>> start
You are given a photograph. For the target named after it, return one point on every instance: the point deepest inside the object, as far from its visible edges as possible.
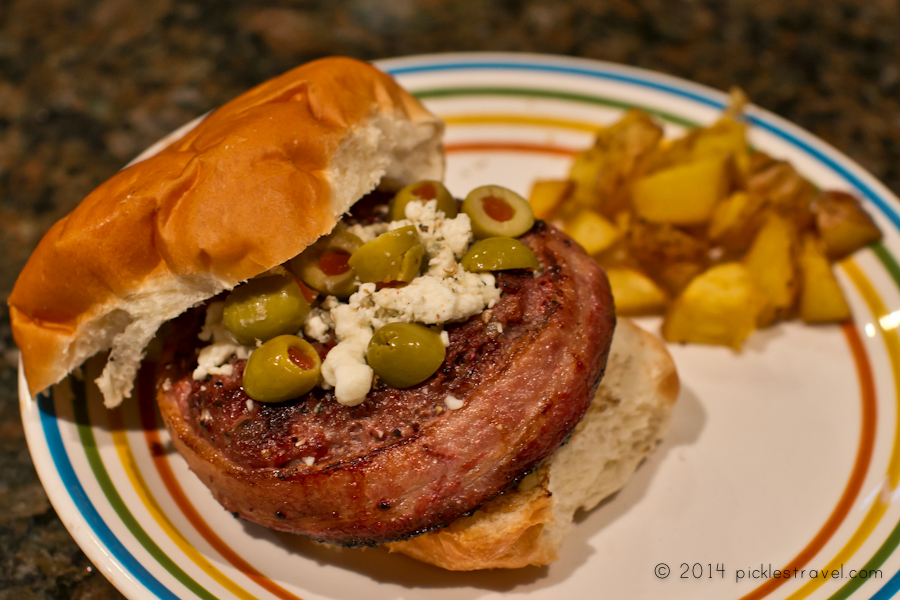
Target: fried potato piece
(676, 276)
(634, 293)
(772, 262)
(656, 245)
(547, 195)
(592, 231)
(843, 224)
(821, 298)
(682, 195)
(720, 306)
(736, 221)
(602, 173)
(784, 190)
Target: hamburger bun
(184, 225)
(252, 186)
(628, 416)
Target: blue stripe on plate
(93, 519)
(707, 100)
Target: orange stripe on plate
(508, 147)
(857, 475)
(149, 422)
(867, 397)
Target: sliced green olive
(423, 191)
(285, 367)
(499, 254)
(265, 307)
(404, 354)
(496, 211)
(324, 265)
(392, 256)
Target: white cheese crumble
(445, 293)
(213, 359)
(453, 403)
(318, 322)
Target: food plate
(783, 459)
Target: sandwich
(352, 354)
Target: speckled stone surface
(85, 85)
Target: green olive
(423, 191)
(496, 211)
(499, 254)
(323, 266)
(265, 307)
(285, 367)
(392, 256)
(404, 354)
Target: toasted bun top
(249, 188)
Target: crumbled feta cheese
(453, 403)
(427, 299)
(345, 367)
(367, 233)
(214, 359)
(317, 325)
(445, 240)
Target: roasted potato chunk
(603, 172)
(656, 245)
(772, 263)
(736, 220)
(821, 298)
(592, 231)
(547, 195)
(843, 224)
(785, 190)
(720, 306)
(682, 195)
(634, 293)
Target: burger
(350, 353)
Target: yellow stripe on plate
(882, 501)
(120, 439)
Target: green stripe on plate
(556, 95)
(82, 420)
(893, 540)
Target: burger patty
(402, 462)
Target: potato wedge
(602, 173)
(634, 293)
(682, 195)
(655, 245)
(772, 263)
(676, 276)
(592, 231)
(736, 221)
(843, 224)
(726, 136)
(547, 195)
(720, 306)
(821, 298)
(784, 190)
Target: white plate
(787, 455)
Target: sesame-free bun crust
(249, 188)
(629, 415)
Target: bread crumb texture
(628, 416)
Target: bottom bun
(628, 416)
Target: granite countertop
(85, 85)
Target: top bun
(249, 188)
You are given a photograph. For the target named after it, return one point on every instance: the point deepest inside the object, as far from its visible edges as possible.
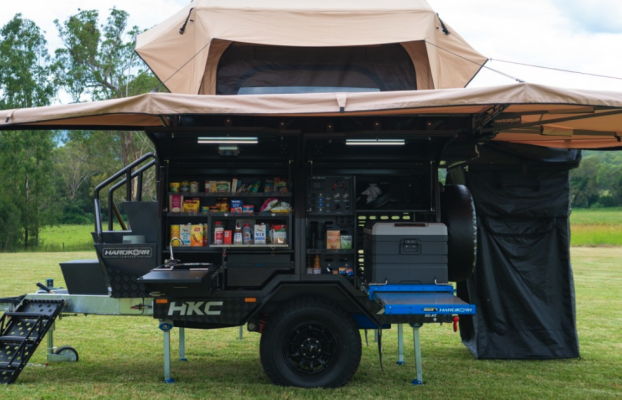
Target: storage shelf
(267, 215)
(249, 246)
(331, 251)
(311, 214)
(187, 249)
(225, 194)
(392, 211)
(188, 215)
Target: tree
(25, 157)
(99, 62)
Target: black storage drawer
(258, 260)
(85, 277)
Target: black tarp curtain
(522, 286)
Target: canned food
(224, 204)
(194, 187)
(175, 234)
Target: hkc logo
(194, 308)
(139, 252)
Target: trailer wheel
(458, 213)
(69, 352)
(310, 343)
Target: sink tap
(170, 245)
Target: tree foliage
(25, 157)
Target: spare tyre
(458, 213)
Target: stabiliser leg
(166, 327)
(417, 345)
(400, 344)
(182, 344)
>> end
The request: Can you recast the lines from the one containing "Target: trailer wheel" through the end of the records, inclusive, as a JSON list of strings with one string per line and no blank lines?

Solution below:
[
  "Target: trailer wheel",
  "(458, 213)",
  "(69, 352)",
  "(310, 343)",
  "Target: sink tap",
  "(170, 245)",
  "Target: tree foliage",
  "(25, 157)",
  "Target: spare tyre",
  "(458, 213)",
  "Target: stabiliser leg",
  "(166, 327)",
  "(417, 345)",
  "(400, 344)",
  "(182, 344)"
]